Photo object pointing rows:
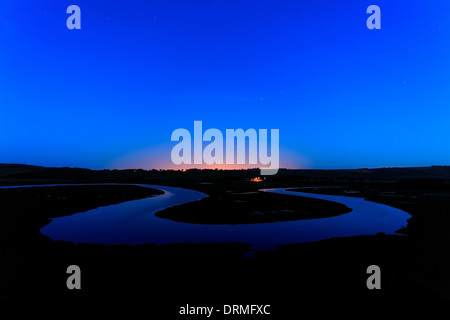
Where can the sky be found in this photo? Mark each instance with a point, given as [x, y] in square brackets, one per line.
[110, 94]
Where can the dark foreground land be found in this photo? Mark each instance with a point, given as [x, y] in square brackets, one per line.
[414, 265]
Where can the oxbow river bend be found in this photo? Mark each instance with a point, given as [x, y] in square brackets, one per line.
[134, 222]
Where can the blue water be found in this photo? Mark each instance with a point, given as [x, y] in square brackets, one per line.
[134, 222]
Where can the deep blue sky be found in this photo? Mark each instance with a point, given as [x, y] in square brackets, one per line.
[110, 95]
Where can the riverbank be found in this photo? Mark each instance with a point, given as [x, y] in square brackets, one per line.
[414, 267]
[252, 207]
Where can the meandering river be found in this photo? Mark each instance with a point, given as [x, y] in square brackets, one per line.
[134, 222]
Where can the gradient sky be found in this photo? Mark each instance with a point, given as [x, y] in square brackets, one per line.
[110, 95]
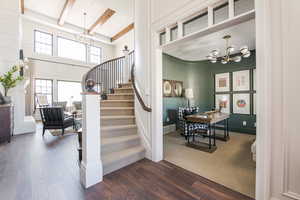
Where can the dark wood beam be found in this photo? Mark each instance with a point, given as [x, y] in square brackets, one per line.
[102, 19]
[64, 13]
[123, 32]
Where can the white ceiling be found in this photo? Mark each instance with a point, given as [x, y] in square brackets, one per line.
[94, 8]
[197, 49]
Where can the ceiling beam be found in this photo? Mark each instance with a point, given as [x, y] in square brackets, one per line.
[123, 32]
[22, 6]
[102, 19]
[64, 13]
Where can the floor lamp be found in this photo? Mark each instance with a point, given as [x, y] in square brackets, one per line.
[189, 94]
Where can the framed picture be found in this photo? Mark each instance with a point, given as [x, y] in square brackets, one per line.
[223, 100]
[241, 104]
[177, 88]
[241, 80]
[222, 83]
[254, 104]
[254, 79]
[167, 88]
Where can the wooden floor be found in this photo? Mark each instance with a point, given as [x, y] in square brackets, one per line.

[TASK REQUIREMENTS]:
Edit the rows above so that "in this photo" becomes "in this picture" everywhere, leaving everything else as it is. Omit the pictures from your answer.

[OUTPUT FOR THIS EXERCISE]:
Where can the sky be found in this picture? Mark each instance with a point, given as [x, y] in square brackets, one per line.
[110, 94]
Where can the dark foreground land be found in this picture? Mark each instance with a point, given as [x, y] in square brackets, one per line.
[414, 265]
Where can the oxbow river bend be found in this picture? Mark each instance with a point, given as [x, y] in square brackets, one per line.
[134, 222]
Where can the blue water be found in this picture? Mark each instance with a point, given as [x, y] in square brackets, one per line.
[134, 222]
Where can the deep blue sky be found in this picture? Mark each instance with a point, given as [x, y] in square brackets, one per line.
[110, 95]
Where can the riverbank be found in this picture? Mark each instance with a point, given as [x, y] in square brackets, one per line.
[414, 267]
[252, 207]
Where can the meandering river be found in this picture? Mark each instance with a point, given as [x, y] in square brackets, one per line.
[134, 222]
Where can the gradient sky be found in this picture? Mark each instance with a point, given as [x, y] in square brackets, one per line.
[110, 95]
Where can the dark wood beam be found in this picture? Mark each instance with a point, given as [x, y] in square brackets, one per line.
[102, 19]
[64, 13]
[123, 32]
Where can the white ceiling be found in this picture? Mark each instance with a point, given as [x, y] in square brackets, one per line.
[94, 8]
[197, 49]
Where can the ceiling beam be found in this picture? Mark each instance with a point, given as [x, y] in square brackets, one per line.
[123, 32]
[22, 6]
[102, 19]
[64, 13]
Where can the floor lamp be found in this picture? Mark each instance with a point, given as [x, y] in square brackets, one per line.
[189, 94]
Where can the framed picture be found in this picture? Mark each instance with a point, given as [x, y] in square brackets, one per line.
[223, 100]
[241, 104]
[177, 88]
[241, 80]
[222, 83]
[254, 104]
[254, 79]
[167, 88]
Where can the wooden floor be found in this picture? Mark each instance with a point, given as [x, y] in square brackets, one per line.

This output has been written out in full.